WHAT THE EXERCISE ASKS: Go to the line that includes "the shallow water." and retype it, then every line after it to the end of the data, adding nothing.

-------- RECORDS SUPPLIED --------

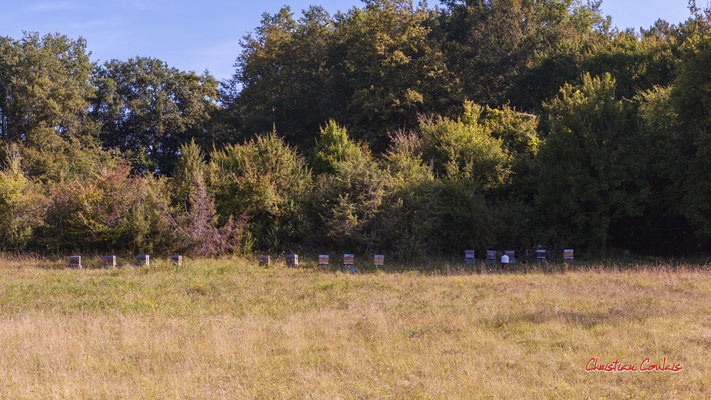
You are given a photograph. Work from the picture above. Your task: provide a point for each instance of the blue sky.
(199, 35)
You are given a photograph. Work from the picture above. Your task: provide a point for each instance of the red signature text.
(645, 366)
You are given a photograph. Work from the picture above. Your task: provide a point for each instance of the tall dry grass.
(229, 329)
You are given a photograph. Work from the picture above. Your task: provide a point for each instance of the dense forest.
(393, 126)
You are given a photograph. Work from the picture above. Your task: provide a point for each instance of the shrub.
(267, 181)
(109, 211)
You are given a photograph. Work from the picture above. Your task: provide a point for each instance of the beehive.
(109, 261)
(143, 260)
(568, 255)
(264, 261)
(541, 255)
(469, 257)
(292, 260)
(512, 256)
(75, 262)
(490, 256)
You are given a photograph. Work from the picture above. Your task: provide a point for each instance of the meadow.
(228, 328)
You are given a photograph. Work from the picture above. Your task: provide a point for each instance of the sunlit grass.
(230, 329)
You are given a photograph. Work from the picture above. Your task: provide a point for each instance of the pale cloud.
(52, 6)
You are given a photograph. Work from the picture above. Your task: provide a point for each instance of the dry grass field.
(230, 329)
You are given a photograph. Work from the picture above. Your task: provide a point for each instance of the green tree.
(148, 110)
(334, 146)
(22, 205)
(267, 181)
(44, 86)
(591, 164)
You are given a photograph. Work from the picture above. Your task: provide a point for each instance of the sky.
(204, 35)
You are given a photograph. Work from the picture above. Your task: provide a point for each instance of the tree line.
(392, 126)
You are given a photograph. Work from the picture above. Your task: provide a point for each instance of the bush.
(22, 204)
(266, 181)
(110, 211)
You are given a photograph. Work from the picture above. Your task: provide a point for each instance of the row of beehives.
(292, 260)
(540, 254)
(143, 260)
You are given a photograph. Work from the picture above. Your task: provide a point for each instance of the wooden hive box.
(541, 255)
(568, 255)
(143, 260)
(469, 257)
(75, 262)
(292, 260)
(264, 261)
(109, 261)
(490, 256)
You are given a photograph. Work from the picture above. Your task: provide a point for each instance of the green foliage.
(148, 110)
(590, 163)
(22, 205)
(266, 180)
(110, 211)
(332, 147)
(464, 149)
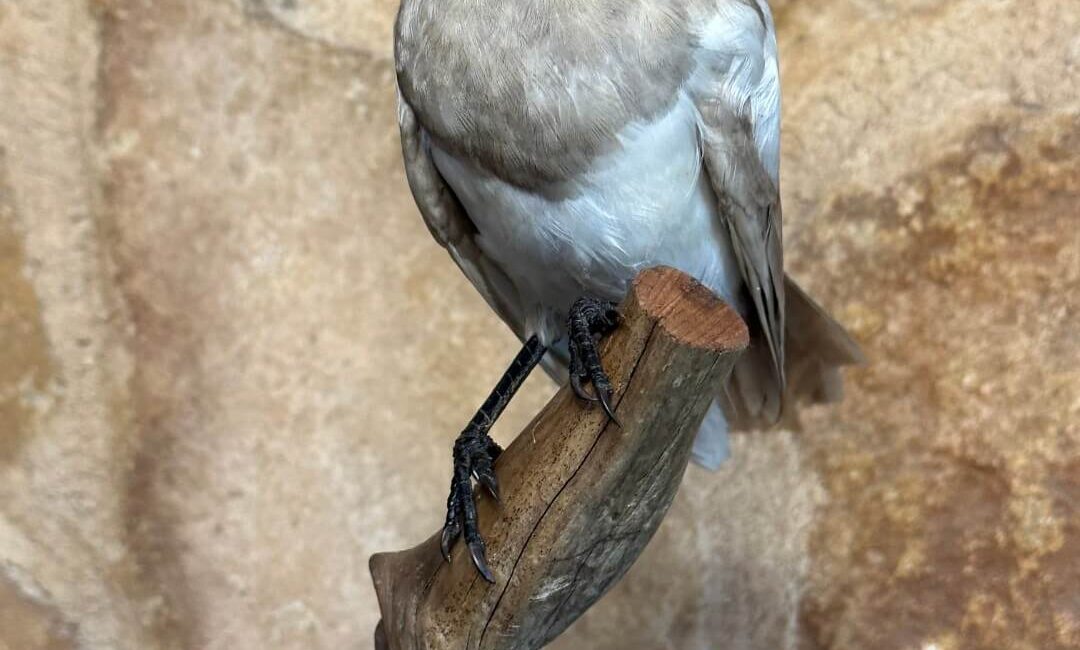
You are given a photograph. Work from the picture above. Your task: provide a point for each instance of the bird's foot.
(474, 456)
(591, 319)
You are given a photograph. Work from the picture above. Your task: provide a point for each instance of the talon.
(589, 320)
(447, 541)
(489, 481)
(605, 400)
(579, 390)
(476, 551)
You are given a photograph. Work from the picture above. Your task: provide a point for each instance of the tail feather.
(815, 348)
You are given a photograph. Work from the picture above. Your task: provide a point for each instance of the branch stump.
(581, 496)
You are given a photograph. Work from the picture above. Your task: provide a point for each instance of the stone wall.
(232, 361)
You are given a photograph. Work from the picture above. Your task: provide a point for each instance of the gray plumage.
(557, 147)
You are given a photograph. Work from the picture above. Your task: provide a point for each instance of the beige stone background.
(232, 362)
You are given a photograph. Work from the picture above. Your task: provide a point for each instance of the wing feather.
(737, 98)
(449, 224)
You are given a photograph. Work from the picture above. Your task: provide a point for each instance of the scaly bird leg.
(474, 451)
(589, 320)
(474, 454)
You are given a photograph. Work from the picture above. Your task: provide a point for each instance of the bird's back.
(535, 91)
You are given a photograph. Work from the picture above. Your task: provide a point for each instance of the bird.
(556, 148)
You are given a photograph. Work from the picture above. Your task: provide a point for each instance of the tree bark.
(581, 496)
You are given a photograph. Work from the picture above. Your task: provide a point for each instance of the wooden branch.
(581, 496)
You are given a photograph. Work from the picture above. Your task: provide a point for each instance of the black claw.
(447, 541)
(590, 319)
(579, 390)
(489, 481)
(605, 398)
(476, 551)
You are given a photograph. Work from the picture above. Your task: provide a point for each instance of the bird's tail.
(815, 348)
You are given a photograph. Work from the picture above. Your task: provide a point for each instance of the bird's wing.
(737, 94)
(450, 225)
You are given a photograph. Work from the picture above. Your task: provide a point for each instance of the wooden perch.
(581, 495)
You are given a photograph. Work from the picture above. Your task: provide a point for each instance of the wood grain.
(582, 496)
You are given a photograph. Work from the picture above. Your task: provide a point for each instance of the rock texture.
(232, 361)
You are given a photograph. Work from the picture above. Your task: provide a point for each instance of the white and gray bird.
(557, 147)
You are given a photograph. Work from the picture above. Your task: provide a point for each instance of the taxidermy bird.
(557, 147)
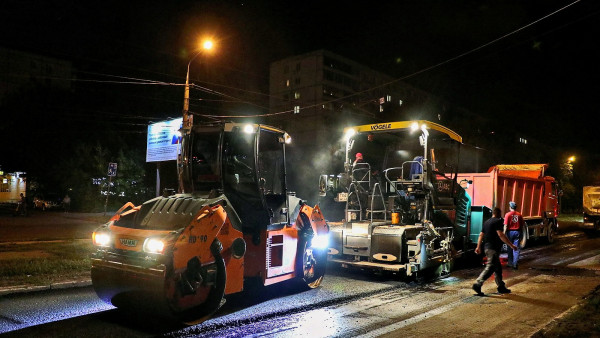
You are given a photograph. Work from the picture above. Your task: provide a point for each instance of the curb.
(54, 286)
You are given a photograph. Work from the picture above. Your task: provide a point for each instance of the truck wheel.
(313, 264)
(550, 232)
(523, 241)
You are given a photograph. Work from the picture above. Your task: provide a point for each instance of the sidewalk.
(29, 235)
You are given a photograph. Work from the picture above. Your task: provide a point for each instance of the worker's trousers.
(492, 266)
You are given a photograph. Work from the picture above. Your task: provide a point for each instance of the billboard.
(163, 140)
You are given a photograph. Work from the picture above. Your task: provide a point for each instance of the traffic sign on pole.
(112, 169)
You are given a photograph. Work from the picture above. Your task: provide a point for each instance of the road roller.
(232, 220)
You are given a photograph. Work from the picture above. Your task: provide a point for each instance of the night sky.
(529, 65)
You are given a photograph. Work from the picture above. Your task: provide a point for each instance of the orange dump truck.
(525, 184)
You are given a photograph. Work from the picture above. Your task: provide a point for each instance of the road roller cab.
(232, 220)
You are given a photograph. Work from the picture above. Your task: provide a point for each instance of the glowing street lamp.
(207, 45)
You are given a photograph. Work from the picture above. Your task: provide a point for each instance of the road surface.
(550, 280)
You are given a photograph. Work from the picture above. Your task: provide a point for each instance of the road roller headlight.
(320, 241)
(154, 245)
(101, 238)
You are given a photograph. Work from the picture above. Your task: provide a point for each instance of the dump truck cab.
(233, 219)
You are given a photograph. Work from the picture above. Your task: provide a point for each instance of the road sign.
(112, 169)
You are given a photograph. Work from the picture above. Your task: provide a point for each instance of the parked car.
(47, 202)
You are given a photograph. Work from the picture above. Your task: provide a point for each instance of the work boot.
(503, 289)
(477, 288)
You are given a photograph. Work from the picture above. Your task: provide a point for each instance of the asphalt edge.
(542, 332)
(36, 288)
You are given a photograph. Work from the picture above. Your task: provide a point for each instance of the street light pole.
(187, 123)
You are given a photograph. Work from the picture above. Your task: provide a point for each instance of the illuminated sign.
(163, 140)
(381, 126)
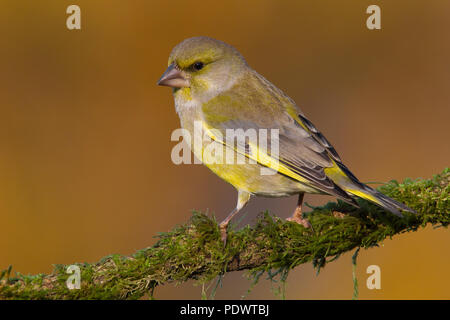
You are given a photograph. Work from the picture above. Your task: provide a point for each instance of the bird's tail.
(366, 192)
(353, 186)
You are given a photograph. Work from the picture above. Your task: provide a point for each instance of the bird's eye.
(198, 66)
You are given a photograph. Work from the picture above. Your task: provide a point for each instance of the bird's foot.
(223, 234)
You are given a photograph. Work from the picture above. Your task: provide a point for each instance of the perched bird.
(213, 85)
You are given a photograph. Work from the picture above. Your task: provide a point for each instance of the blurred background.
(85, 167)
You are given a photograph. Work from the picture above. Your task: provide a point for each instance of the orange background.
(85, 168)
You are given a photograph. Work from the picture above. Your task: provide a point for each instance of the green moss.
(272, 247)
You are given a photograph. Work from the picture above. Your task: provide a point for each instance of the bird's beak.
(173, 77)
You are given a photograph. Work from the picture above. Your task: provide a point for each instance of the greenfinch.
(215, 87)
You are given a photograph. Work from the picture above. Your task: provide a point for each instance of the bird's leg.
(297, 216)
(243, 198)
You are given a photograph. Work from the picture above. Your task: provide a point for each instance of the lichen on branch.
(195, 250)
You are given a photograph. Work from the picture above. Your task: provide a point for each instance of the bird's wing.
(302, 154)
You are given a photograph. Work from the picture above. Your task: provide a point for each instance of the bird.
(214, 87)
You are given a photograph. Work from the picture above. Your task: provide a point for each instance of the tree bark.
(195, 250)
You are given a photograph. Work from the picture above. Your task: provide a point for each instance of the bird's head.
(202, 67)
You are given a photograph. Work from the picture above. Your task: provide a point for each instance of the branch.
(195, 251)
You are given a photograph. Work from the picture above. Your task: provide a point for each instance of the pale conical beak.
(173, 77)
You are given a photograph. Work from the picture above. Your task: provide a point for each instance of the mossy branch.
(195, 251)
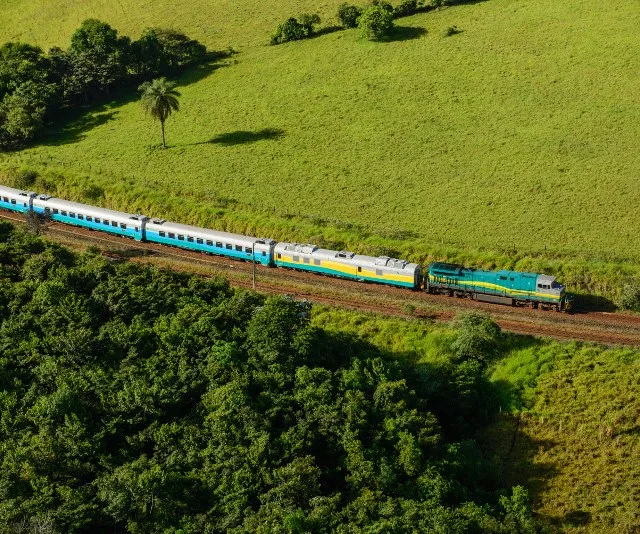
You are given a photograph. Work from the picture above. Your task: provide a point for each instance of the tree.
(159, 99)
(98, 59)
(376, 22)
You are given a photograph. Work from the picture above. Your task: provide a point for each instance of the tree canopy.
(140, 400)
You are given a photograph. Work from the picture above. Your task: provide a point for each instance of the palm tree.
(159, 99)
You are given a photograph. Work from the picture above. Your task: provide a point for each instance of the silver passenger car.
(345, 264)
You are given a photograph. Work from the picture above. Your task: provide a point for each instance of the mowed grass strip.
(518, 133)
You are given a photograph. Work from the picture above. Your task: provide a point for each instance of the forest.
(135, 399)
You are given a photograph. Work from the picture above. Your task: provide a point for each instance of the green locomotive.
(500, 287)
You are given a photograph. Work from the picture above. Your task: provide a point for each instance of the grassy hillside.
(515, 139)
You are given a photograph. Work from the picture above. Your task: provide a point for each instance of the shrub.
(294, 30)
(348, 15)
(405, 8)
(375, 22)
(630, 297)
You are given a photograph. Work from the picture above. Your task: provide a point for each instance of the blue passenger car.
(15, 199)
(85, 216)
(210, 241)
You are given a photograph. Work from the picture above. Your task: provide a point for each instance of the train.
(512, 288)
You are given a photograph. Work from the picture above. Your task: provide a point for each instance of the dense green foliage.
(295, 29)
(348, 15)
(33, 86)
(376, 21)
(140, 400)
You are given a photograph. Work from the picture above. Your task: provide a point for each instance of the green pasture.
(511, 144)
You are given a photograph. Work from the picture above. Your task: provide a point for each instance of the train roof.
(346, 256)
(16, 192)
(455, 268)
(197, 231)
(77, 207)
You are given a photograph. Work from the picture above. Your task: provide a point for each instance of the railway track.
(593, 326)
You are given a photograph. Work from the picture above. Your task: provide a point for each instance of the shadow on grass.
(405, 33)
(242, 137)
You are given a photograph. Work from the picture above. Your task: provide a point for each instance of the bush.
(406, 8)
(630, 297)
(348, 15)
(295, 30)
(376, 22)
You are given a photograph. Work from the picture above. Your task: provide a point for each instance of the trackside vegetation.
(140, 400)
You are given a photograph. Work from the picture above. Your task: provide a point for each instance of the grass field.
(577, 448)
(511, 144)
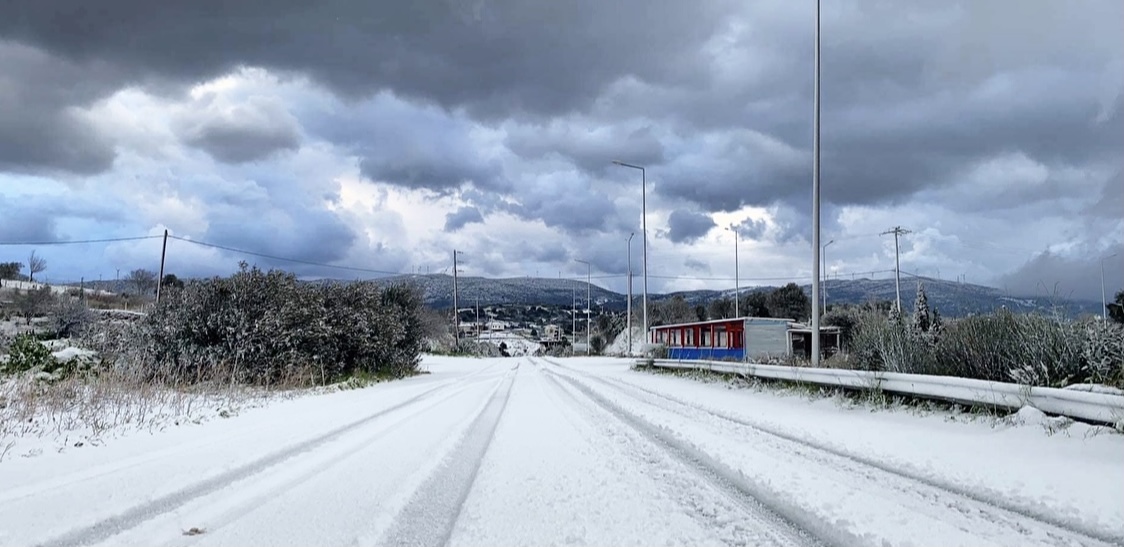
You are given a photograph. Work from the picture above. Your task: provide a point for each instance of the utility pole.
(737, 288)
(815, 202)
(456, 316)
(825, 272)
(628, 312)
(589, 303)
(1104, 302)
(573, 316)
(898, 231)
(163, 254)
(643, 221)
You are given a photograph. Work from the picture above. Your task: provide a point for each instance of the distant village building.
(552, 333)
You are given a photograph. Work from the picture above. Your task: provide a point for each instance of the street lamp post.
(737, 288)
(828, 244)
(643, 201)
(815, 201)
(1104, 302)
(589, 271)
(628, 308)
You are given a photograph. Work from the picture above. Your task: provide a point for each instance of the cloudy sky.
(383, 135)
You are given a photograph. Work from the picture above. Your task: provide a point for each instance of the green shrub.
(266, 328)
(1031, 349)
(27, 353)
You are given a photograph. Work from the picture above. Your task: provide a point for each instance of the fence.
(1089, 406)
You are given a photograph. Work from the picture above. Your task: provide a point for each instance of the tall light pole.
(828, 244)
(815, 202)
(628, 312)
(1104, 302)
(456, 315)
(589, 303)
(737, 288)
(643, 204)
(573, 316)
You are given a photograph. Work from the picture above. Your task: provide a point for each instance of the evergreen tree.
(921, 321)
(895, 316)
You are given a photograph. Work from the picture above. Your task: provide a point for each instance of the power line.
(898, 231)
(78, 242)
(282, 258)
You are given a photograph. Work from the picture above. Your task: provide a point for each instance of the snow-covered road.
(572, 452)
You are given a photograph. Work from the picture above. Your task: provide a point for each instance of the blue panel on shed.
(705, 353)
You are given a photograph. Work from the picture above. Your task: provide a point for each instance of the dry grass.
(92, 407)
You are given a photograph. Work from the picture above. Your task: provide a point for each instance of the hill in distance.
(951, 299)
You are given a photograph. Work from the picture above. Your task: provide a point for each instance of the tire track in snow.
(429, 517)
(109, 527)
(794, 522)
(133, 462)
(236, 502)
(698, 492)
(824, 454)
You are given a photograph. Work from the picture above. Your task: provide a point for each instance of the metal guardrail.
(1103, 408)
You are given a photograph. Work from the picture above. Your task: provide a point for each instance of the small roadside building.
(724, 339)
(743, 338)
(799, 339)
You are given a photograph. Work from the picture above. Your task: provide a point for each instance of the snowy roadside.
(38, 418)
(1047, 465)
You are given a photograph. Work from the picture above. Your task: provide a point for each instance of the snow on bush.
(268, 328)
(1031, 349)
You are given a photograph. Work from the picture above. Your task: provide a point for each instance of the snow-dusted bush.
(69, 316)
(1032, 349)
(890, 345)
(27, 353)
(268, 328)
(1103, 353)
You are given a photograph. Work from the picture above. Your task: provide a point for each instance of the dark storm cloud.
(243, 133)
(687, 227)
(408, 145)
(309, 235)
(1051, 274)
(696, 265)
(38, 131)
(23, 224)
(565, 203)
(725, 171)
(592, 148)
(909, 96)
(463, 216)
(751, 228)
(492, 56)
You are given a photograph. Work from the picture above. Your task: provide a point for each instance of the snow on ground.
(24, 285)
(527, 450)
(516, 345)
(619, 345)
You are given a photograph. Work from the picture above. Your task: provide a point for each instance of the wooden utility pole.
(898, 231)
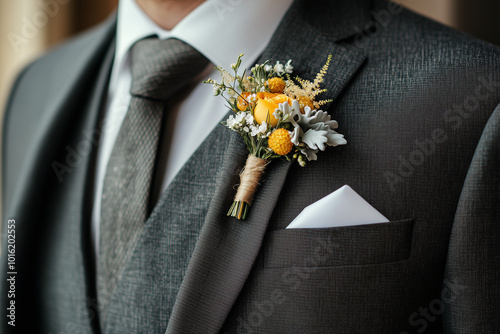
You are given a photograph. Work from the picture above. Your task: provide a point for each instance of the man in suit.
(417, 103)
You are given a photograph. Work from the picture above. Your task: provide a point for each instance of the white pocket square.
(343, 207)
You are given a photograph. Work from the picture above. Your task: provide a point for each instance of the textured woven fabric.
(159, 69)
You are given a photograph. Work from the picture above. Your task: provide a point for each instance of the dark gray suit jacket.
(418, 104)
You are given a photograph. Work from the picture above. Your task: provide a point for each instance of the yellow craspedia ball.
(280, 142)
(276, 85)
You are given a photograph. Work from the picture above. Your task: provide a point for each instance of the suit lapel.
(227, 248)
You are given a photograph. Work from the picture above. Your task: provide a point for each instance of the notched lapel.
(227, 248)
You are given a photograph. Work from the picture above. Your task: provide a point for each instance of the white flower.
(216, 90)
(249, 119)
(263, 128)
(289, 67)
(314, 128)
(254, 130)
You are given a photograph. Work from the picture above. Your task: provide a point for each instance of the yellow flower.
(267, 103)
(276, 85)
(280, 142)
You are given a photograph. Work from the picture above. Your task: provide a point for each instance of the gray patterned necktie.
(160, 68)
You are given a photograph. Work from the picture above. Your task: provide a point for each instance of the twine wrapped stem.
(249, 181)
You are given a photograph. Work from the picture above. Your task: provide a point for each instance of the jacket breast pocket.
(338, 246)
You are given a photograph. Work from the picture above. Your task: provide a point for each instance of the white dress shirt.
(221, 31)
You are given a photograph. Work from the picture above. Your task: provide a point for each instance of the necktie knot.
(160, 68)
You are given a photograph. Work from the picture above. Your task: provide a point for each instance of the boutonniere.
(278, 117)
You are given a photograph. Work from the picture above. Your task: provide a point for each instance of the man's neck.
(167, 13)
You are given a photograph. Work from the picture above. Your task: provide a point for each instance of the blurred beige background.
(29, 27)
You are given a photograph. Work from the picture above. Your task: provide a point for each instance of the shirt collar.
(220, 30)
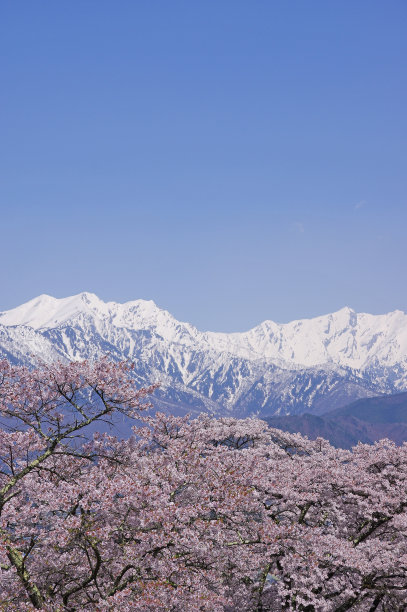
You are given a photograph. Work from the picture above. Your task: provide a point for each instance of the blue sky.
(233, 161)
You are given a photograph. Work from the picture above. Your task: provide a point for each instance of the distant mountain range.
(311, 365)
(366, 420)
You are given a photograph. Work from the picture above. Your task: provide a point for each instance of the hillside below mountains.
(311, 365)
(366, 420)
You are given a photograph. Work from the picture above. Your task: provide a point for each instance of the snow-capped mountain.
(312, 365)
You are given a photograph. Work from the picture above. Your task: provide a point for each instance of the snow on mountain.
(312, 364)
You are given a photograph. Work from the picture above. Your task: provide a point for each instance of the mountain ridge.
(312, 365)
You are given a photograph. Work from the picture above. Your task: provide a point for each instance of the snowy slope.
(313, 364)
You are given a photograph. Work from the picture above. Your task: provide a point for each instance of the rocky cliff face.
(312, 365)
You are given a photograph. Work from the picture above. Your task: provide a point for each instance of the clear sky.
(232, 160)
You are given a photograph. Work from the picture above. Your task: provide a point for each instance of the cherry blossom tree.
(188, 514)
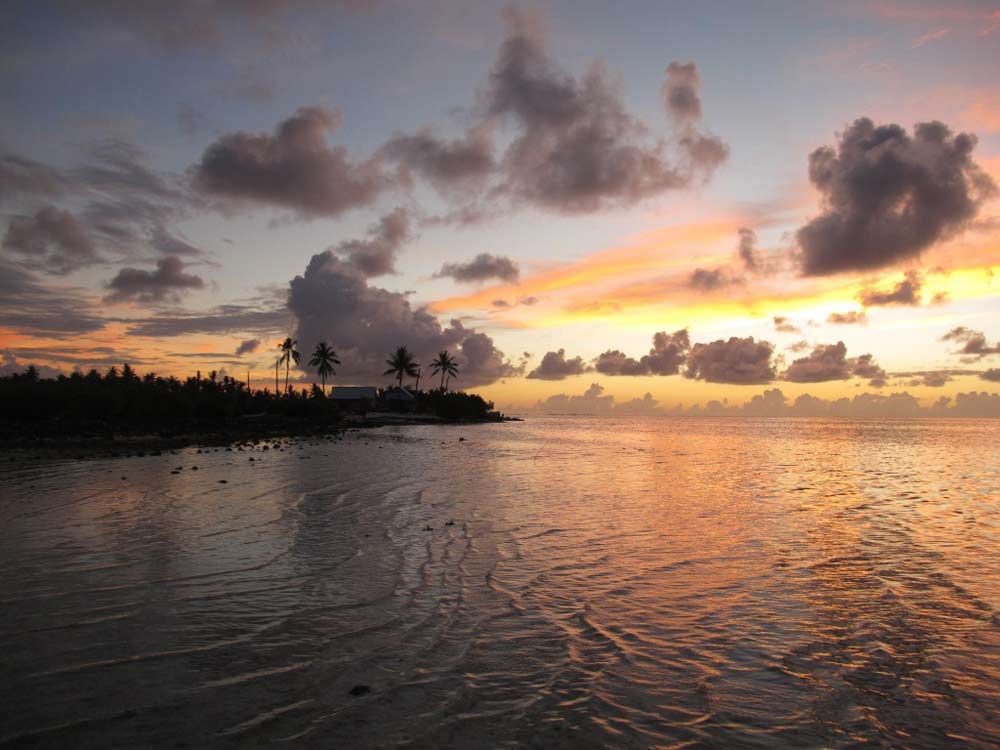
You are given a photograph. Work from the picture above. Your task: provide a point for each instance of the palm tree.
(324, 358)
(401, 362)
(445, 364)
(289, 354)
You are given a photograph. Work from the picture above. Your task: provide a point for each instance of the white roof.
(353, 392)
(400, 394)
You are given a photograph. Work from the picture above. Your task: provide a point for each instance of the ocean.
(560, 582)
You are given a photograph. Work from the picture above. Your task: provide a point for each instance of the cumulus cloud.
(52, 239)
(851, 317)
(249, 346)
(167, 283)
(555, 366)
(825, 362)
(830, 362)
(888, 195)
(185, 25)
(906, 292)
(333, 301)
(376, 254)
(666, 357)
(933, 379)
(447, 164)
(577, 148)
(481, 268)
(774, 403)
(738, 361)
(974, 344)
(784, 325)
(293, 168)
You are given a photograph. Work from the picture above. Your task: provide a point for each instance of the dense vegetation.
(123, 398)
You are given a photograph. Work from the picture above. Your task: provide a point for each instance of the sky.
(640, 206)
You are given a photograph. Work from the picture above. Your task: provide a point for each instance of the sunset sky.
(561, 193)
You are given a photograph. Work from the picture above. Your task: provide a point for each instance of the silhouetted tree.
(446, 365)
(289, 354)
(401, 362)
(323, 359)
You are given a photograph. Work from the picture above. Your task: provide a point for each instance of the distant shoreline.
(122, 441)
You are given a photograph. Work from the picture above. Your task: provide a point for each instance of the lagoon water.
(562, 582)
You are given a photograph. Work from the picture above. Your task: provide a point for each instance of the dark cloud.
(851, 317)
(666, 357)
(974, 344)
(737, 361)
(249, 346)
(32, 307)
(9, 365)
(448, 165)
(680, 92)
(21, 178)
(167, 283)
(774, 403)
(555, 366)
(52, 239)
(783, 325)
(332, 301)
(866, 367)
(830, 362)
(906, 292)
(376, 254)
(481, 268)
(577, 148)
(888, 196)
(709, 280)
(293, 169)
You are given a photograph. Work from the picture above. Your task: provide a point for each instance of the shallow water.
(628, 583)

--------

REPLY TO THE EXERCISE:
You are given a photograph. Work from the picture above. Your task: provide a point for each instance of the shallow water.
(628, 583)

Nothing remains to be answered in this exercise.